RECORD EXTRACTS.

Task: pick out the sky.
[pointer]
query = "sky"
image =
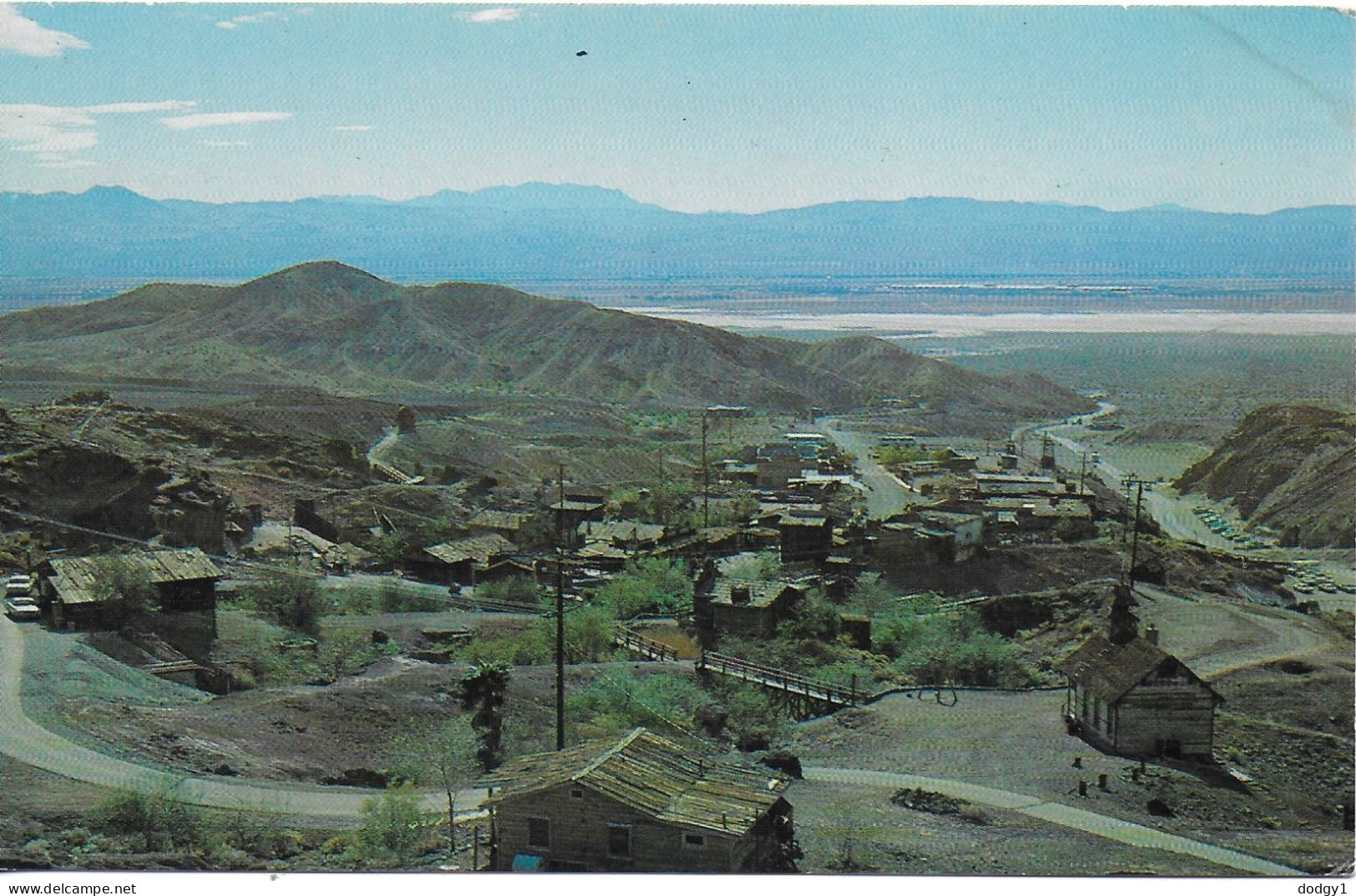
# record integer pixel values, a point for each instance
(696, 108)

WORK REQUIRED. For this exercise, return the material word for word and drop each image.

EXPECTED ANSWER.
Task: pick out the sky.
[pointer]
query = "sky"
image =
# record integer pixel values, a point for each instance
(696, 108)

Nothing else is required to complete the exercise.